■ **YOUR INSTRUCTIONS**
Reproduce exactly, from the line containing "11. Mark the green", every line down to the end of the data below.

■ **DATASET EXTRACT**
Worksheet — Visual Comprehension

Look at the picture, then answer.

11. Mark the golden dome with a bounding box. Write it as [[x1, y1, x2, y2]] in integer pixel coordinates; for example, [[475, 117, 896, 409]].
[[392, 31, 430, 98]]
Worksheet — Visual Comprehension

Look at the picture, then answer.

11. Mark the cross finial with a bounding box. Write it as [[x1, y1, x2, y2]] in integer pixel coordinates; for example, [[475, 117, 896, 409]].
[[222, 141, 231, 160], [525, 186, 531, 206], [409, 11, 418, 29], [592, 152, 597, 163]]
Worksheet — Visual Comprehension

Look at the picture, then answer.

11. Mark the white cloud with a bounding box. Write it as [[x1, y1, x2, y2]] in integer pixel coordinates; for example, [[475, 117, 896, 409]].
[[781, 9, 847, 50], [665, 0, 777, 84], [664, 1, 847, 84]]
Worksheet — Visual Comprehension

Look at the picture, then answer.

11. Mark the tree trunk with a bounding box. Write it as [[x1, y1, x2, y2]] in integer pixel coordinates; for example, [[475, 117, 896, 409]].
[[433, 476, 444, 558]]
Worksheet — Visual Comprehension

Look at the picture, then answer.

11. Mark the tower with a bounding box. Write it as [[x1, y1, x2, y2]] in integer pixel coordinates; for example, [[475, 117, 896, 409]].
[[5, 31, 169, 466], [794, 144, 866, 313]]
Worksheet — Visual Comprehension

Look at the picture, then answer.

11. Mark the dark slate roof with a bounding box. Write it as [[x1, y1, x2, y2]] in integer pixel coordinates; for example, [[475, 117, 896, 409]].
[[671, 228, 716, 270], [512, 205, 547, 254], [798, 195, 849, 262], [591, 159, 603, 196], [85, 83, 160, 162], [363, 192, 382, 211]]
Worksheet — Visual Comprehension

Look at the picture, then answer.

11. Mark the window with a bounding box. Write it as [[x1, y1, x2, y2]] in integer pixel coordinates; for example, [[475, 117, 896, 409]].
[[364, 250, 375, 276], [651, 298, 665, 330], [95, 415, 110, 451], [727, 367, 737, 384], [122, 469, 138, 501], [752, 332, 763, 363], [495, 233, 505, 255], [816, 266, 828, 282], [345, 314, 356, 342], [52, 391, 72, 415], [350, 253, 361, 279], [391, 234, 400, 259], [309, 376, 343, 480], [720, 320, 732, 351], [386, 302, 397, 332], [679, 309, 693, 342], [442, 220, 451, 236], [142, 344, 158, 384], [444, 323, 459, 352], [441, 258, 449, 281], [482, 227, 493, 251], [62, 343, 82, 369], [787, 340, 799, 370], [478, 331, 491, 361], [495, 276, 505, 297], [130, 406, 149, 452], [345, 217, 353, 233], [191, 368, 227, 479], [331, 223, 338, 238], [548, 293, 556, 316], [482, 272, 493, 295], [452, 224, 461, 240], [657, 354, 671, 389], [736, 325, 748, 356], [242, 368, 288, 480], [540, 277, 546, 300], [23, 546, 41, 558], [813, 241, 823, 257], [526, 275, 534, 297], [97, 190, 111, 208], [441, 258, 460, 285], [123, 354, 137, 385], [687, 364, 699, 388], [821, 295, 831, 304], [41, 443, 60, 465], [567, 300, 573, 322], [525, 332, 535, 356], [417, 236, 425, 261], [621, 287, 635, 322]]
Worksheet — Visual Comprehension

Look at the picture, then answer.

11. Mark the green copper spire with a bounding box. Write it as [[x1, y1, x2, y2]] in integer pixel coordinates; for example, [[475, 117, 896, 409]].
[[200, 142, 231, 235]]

■ **EXERCISE ANSWER**
11. Mark the green copper spire with a bounding box. Write it as [[x1, y1, x2, y2]] in integer pixel coordinates; for example, [[475, 117, 896, 409]].
[[200, 142, 231, 235]]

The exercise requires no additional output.